Pick out and copy every line in the records below that contains the word "bottom". Case counts.

*Excerpts of bounding box data*:
## start
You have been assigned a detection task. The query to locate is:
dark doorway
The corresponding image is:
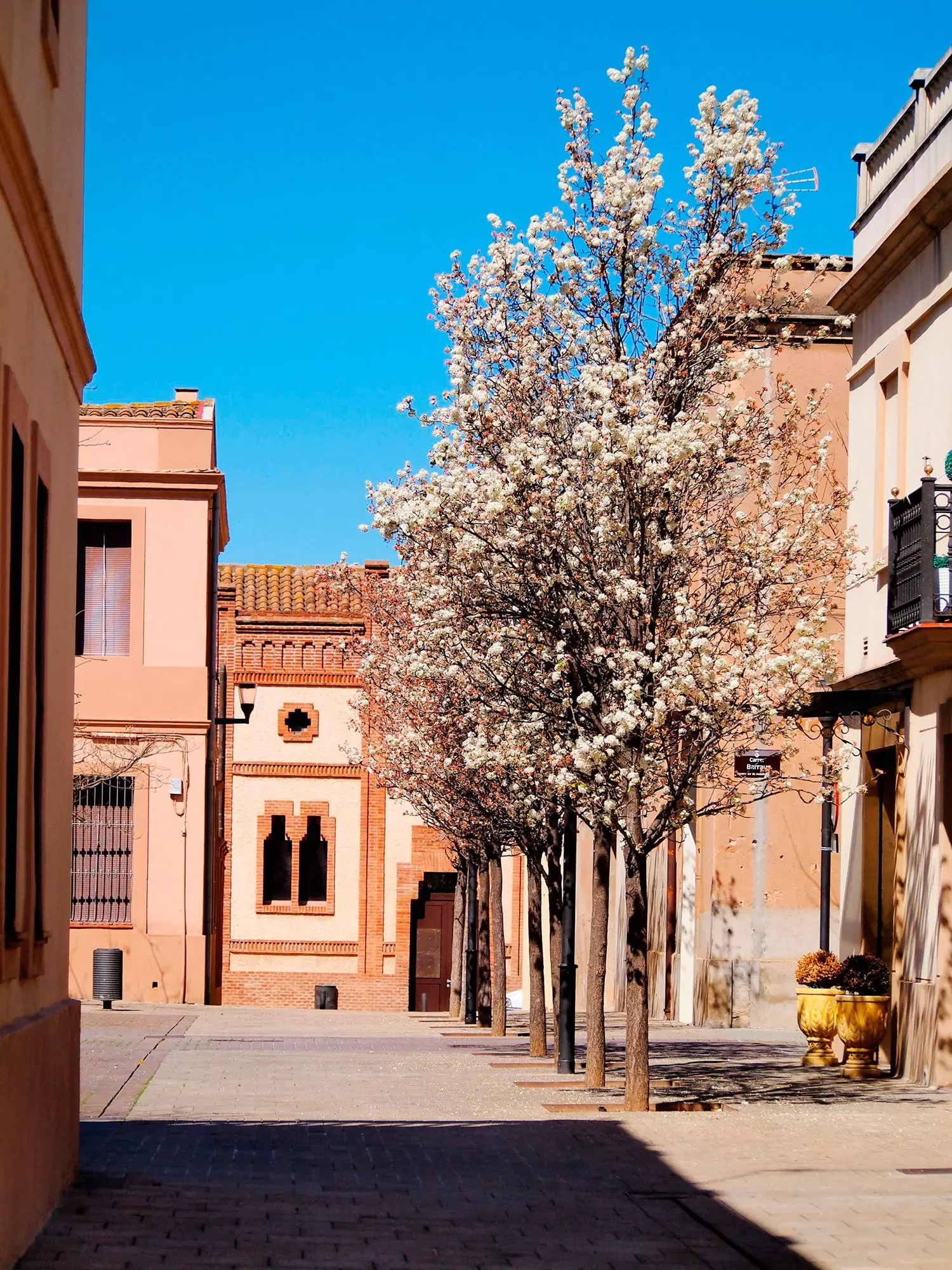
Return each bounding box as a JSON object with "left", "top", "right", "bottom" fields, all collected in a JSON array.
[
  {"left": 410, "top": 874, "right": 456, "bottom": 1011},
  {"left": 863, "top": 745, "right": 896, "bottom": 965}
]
## end
## start
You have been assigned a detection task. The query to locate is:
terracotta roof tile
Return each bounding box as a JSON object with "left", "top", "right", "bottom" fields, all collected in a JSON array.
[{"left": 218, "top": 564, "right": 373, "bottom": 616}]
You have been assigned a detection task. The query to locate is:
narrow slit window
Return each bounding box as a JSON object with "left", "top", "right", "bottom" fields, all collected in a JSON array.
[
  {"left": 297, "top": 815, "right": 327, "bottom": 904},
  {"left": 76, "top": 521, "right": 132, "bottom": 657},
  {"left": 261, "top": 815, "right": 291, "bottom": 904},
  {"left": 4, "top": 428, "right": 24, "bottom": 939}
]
## end
*Correct answer*:
Return each bounding box as a JSON object with "left", "top", "right", "bottom" fields, all collected in a JSON array.
  {"left": 410, "top": 874, "right": 456, "bottom": 1011},
  {"left": 863, "top": 745, "right": 896, "bottom": 965}
Return each bounding box as a JSON object with "left", "top", "right", "bottom" fields, all collected in a JSON array.
[{"left": 218, "top": 564, "right": 373, "bottom": 616}]
Return each bounding box as a JSON object with "left", "top", "right", "bottom" fields, all collected in a JSON array.
  {"left": 297, "top": 815, "right": 327, "bottom": 904},
  {"left": 76, "top": 521, "right": 132, "bottom": 657},
  {"left": 261, "top": 815, "right": 291, "bottom": 904},
  {"left": 4, "top": 428, "right": 24, "bottom": 939}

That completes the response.